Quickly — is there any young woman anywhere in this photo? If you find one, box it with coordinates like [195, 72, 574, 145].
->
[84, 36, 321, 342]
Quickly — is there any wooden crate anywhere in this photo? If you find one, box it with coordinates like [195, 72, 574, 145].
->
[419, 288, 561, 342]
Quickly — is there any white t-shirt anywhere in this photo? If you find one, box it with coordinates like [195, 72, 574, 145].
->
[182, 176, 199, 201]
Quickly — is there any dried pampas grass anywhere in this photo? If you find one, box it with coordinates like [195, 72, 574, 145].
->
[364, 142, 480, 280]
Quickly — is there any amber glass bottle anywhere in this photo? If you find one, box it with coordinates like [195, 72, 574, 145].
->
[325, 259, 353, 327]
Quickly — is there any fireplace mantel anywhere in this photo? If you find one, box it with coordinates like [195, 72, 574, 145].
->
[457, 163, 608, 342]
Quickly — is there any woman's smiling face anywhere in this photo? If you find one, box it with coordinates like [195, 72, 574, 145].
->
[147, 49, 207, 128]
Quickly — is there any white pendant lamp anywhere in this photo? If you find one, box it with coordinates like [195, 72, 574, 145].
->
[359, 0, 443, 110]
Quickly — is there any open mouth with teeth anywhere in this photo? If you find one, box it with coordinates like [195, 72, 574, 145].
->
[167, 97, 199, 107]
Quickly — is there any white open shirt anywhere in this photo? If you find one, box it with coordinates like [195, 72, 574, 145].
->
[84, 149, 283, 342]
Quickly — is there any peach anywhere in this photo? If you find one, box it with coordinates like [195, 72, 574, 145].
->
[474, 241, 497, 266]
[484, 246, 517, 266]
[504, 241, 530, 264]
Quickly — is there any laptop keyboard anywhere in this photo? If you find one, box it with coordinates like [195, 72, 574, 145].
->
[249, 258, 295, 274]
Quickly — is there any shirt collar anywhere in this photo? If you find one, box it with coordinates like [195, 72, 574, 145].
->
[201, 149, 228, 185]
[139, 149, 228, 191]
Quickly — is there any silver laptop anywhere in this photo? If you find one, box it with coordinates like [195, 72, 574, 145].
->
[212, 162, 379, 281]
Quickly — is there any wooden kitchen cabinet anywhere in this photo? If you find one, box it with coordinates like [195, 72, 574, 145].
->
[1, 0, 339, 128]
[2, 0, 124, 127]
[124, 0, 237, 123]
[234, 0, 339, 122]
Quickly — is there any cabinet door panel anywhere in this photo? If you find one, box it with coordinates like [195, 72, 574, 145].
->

▶ **Goal of the exercise**
For every line above with the word "woman" in it, make a copy.

▶ **Solution to this exercise**
Quickly — is there any young woman anywhere in this photo? If you find one, box it with coordinates like [195, 72, 574, 145].
Quickly — is there any woman's smiling face anywhere in this photo? If you find one, box it with coordinates like [195, 72, 574, 145].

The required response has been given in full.